“No hay peor ciego que el que no quiere ver”, dice el viejo refrán popular que soltamos a quienes no se dan cuenta de algo. Es lógico, desde el afuera morboso y sin ser el implicado, todo está más claro.
Esta sencilla frase nos dice que para ver se necesita más que ojos; que se trata más bien de otro sentido que goza de astucia y perspicacia, y que podemos llamarle “atención”. La misma que requiere de la mente y demás sentidos: la mirada está fija, el cuerpo presto entre tenso y relajado, los oídos expectantes a cualquier estímulo, la respiración a ritmo cardiaco y la mente en blanco.
Aquella categoría cognitiva, la atención, soy osado en decir, jamás cuenta con un amplio jardín como para saltar y revolotear libremente, para fijarse en lo que de verdad importa frente a nuestras narices.
Estamos ciegos de repente o quizá hace siglos, pero no por esa invención de un llamado “déficit de atención”, más bien por tener la cabeza llena de… cosas, constante y continuamente: nuestros conflictos actuales y pasados, el trabajo, el ocio, el autoerotismo o las toneladas de series pendientes en Netflix.

§ Entradas guardadas:
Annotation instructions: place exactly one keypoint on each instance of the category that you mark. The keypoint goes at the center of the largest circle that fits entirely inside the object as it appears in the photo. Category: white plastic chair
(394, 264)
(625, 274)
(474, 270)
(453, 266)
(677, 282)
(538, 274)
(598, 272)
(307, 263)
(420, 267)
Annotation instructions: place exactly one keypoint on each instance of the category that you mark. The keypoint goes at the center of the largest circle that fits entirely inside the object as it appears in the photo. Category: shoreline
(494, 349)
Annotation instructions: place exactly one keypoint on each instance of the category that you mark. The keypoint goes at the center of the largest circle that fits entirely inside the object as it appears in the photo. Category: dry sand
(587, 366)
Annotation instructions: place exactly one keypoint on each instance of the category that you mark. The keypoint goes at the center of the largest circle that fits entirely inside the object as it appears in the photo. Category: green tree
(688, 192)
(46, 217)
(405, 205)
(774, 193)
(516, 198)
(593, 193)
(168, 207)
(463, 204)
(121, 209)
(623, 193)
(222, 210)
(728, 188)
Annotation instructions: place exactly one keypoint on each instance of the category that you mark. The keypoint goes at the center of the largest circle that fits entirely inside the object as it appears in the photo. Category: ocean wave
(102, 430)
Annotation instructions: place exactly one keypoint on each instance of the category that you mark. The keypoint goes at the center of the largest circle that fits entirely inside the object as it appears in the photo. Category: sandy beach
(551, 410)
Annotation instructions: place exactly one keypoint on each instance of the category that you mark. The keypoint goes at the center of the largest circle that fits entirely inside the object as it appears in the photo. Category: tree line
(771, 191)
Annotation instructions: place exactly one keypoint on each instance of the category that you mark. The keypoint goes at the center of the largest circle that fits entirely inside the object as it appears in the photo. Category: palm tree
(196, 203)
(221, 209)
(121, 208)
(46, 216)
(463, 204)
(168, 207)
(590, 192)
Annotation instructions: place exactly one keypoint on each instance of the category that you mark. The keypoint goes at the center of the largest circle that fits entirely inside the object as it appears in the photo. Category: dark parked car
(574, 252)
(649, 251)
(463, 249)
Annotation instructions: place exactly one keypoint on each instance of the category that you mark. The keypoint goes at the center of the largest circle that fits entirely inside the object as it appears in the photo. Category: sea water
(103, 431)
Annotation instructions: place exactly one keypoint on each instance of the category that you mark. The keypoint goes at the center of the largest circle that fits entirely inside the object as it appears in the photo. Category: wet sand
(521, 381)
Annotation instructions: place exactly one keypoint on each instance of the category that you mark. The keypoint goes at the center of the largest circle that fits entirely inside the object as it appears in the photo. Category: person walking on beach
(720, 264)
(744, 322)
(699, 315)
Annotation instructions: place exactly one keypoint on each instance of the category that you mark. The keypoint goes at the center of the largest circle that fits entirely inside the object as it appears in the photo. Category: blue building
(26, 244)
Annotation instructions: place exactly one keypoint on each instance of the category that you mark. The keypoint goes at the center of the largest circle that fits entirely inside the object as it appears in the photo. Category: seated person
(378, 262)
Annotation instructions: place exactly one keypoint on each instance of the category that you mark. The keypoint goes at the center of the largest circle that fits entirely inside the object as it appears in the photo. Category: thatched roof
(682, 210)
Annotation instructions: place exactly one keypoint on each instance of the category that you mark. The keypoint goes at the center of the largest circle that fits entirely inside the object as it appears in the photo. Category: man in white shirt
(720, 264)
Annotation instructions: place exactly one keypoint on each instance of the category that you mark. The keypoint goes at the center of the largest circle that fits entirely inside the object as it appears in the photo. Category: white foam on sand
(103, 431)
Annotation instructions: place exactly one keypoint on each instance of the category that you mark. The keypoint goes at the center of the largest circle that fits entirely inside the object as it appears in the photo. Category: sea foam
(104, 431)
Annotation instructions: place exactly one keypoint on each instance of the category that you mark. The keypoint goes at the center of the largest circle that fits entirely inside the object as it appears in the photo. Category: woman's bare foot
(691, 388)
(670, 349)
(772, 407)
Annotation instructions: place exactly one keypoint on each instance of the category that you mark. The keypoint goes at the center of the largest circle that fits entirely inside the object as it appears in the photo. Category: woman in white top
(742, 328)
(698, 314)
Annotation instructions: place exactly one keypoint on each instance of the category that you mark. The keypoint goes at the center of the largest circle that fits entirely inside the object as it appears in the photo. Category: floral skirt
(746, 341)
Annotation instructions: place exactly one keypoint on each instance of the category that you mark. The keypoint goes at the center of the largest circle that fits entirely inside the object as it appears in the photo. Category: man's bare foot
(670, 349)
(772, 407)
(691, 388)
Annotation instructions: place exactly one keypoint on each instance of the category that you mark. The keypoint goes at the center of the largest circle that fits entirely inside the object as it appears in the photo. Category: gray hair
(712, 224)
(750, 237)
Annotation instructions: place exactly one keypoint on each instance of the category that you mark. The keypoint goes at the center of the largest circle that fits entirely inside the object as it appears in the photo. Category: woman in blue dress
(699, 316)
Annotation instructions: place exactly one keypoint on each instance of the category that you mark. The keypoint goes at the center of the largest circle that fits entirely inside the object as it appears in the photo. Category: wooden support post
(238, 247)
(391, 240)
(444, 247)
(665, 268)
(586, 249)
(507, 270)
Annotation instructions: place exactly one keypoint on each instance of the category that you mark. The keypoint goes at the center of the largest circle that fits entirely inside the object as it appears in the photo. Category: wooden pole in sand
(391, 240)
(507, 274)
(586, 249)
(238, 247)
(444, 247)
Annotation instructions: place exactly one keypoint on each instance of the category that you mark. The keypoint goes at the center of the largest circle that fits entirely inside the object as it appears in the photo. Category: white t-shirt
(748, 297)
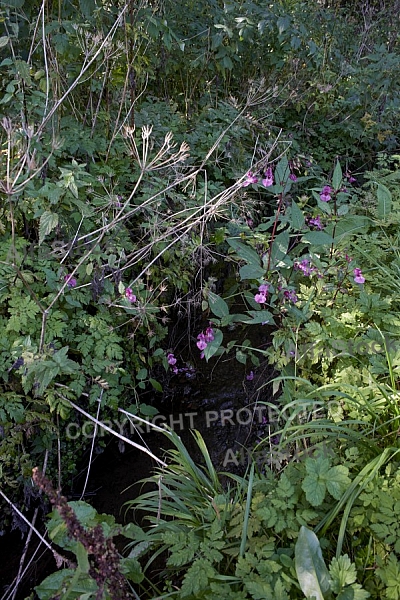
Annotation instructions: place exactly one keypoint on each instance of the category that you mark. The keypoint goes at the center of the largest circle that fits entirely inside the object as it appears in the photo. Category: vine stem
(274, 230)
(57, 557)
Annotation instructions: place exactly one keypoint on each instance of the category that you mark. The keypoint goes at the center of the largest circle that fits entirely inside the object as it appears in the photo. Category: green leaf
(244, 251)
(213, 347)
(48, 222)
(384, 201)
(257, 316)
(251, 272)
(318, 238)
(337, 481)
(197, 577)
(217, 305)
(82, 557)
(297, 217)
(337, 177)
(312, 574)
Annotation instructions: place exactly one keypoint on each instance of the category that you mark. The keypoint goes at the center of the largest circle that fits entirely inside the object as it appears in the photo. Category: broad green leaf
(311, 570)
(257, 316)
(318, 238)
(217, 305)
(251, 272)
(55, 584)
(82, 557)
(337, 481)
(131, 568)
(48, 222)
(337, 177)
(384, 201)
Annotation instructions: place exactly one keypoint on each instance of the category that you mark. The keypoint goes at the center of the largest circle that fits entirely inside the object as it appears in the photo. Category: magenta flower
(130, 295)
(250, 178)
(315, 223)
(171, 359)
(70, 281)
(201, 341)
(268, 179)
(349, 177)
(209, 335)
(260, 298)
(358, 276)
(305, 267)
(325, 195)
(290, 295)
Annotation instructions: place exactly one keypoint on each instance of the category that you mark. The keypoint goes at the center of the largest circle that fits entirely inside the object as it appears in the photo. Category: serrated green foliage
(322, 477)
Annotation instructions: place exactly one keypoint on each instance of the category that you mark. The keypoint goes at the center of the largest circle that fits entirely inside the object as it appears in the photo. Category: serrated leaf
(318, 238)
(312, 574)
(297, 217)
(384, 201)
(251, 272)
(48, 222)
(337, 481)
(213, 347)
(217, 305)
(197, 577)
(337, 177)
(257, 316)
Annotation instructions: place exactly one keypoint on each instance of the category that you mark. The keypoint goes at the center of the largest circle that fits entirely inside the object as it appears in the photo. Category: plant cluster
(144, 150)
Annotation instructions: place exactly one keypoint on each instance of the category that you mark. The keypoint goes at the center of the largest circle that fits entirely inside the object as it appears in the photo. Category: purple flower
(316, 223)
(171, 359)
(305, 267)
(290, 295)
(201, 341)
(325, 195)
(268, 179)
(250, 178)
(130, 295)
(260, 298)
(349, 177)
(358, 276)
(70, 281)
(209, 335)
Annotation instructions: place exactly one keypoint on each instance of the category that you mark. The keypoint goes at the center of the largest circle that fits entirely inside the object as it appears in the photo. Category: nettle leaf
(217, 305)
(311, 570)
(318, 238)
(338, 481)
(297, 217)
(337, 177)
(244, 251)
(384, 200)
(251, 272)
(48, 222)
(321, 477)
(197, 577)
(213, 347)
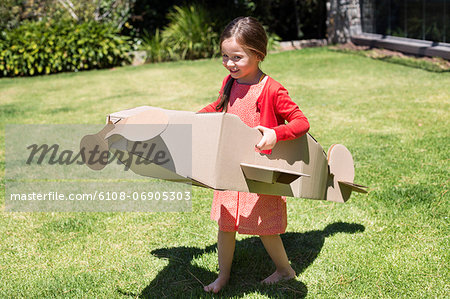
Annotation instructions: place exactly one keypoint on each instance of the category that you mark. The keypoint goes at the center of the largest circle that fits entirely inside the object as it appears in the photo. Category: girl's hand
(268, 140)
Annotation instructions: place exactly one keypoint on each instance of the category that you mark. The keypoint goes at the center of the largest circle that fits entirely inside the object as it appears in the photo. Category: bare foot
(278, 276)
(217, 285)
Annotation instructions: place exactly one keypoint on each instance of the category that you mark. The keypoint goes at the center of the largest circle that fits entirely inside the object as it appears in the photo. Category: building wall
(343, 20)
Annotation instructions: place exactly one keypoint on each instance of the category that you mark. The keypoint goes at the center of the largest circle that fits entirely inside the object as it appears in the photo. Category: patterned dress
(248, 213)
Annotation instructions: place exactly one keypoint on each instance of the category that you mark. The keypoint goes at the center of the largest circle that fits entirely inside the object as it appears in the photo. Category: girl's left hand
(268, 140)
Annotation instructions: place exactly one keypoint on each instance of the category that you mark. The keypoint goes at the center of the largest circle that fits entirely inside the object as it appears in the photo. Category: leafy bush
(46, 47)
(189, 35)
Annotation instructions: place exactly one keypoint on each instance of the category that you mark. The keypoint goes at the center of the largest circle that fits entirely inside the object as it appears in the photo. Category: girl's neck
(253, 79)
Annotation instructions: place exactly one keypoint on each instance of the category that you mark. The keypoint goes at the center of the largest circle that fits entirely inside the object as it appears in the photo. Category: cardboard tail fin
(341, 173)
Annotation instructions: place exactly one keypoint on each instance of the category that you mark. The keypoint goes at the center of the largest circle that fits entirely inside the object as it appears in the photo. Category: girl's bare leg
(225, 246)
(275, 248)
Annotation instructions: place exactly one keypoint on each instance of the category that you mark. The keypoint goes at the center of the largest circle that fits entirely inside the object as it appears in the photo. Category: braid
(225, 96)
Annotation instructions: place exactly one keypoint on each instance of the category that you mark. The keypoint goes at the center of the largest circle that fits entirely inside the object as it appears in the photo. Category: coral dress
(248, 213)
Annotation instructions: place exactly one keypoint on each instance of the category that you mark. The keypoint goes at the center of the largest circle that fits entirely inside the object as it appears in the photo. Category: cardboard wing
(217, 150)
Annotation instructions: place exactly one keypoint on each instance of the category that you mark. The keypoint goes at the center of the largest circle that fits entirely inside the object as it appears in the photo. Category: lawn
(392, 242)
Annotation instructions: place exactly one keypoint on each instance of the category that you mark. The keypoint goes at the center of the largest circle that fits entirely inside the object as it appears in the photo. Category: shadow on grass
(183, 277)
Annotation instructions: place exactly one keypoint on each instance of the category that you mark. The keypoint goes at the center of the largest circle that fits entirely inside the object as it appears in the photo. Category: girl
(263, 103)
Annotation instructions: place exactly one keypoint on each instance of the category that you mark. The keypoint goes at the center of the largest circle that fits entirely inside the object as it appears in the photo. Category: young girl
==
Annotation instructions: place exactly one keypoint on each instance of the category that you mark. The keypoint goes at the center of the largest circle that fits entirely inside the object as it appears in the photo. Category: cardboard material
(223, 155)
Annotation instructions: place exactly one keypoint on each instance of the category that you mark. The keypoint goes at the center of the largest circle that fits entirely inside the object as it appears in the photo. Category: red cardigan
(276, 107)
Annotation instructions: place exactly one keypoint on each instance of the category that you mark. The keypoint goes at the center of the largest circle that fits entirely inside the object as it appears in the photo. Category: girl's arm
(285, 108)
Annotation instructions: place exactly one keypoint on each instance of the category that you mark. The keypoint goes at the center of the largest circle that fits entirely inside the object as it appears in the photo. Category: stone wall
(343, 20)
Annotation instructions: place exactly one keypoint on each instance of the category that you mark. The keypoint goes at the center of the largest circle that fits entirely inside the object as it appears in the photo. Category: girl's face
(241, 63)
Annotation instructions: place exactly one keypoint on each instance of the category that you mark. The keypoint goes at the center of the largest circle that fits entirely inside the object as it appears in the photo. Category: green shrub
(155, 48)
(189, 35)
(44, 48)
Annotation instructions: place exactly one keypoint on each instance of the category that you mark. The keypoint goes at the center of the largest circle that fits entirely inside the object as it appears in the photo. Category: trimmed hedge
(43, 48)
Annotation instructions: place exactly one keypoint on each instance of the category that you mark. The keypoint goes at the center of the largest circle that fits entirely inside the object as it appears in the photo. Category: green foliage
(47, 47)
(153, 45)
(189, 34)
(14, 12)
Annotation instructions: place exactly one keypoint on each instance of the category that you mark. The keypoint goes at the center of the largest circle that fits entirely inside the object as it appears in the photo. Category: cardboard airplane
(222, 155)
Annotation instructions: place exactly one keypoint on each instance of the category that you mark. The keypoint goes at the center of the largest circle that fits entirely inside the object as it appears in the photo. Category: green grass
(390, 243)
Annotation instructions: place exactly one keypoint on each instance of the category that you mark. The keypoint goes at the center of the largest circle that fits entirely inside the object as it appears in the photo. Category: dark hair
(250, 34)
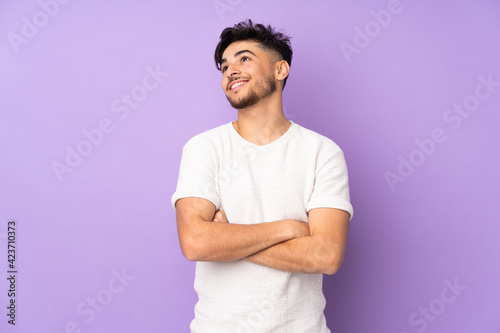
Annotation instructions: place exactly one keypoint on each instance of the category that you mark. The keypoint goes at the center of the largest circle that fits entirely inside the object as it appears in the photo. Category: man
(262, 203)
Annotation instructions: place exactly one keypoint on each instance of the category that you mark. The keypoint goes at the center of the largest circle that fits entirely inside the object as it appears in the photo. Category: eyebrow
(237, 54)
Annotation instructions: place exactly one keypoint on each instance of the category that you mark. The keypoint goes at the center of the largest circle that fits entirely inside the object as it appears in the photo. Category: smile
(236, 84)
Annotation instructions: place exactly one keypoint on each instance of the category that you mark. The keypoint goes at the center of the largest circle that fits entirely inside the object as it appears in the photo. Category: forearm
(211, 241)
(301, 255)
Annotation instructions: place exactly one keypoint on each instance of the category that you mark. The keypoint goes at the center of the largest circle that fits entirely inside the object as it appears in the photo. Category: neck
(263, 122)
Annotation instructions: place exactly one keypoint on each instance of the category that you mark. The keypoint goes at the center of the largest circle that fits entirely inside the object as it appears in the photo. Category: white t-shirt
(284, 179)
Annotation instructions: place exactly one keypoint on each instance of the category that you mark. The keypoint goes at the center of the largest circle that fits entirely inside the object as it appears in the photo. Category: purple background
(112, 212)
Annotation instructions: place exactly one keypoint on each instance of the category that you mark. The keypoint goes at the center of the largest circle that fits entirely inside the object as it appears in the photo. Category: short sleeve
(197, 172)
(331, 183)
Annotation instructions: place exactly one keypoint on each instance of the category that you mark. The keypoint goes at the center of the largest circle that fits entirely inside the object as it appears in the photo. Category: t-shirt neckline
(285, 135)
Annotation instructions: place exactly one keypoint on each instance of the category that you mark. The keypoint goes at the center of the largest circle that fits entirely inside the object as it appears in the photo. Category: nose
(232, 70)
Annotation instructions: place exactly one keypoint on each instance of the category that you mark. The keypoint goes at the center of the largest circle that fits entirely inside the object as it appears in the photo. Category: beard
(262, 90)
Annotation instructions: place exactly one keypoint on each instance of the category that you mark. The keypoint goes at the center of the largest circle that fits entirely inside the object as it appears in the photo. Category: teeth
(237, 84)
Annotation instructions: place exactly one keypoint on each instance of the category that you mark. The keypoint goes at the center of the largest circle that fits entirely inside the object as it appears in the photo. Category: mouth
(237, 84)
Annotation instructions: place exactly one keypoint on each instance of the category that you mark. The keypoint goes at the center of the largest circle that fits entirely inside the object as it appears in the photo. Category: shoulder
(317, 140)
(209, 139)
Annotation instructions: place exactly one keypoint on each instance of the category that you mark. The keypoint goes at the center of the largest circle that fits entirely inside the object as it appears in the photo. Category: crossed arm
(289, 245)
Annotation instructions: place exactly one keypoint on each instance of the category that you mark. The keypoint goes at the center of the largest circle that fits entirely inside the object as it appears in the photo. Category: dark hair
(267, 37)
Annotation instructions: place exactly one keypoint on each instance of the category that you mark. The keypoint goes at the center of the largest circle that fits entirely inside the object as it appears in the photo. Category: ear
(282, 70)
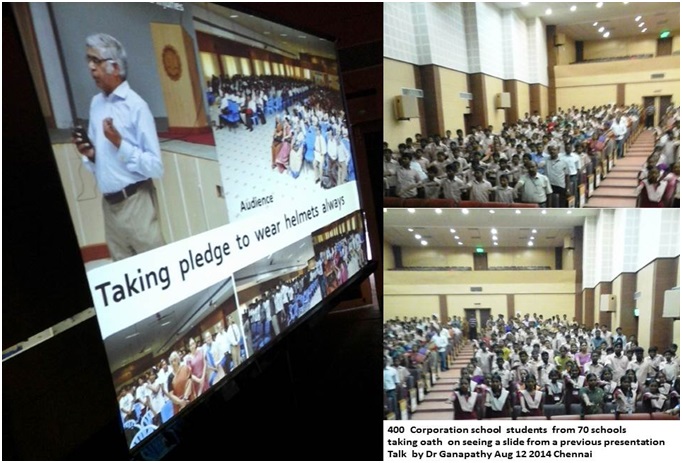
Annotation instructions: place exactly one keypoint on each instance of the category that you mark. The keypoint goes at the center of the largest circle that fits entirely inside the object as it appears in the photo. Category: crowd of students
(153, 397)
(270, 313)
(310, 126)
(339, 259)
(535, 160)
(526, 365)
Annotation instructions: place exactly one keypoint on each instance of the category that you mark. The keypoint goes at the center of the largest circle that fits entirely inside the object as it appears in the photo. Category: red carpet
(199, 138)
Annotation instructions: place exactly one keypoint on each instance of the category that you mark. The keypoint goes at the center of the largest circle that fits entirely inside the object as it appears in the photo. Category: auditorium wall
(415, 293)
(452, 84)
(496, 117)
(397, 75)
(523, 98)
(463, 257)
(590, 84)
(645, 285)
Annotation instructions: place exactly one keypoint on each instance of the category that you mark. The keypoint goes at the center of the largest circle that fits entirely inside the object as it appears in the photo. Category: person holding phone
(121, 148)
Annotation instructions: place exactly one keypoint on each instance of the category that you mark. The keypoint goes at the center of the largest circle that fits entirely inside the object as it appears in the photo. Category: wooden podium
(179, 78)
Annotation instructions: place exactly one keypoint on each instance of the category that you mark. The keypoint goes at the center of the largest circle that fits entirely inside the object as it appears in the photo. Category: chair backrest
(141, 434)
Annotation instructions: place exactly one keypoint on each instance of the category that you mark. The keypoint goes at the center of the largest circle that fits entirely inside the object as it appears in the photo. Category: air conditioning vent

§ CONSIGNAS:
A. ¿Puedes repetir al pie de la letra el pasaje del texto sobre la atención, empezando en "Esta sencilla frase" y terminando en "pendientes en Netflix."?
B. ¿Puedes reescribir solo las filas que van desde la que contiene "Category: auditorium wall" hasta la que contiene "air conditioning vent", ambas incluidas, cambiando "keypoint" por "marker" y sin tocar nada más?

§ SOLUCIONES:
A.
Esta sencilla frase nos dice que para ver se necesita más que ojos; que se trata más bien de otro sentido que goza de astucia y perspicacia, y que podemos llamarle “atención”. La misma que requiere de la mente y demás sentidos: la mirada está fija, el cuerpo presto entre tenso y relajado, los oídos expectantes a cualquier estímulo, la respiración a ritmo cardiaco y la mente en blanco.
Aquella categoría cognitiva, la atención, soy osado en decir, jamás cuenta con un amplio jardín como para saltar y revolotear libremente, para fijarse en lo que de verdad importa frente a nuestras narices.
Estamos ciegos de repente o quizá hace siglos, pero no por esa invención de un llamado “déficit de atención”, más bien por tener la cabeza llena de… cosas, constante y continuamente: nuestros conflictos actuales y pasados, el trabajo, el ocio, el autoerotismo o las toneladas de series pendientes en Netflix.

B.
Annotation instructions: place exactly one marker on each instance of the category that you mark. The marker goes at the center of the largest circle that fits entirely inside the object as it appears in the photo. Category: auditorium wall
(415, 293)
(452, 84)
(496, 117)
(397, 75)
(523, 98)
(463, 257)
(590, 84)
(645, 285)
Annotation instructions: place exactly one marker on each instance of the category that you mark. The marker goes at the center of the largest circle that fits entirely inside the object as it appears in the photo. Category: person holding phone
(121, 148)
Annotation instructions: place exactly one marker on each instance of the category that you mark. The marker goes at the center of the largest circle that fits entirely inside the object as it appears in the photo. Category: wooden podium
(179, 78)
Annotation instructions: place exactly one marker on each instance of the category that you mark. The marker goes at the center of the largest circle that fits entirely inside the object as it appears in the photo. Category: chair backrest
(141, 434)
Annotation instructions: place exactly one marker on each instance of the category that you mark. The marker goes at the center of the largest circle that fits entirely inside the object as it appears in the photo. Category: air conditioning vent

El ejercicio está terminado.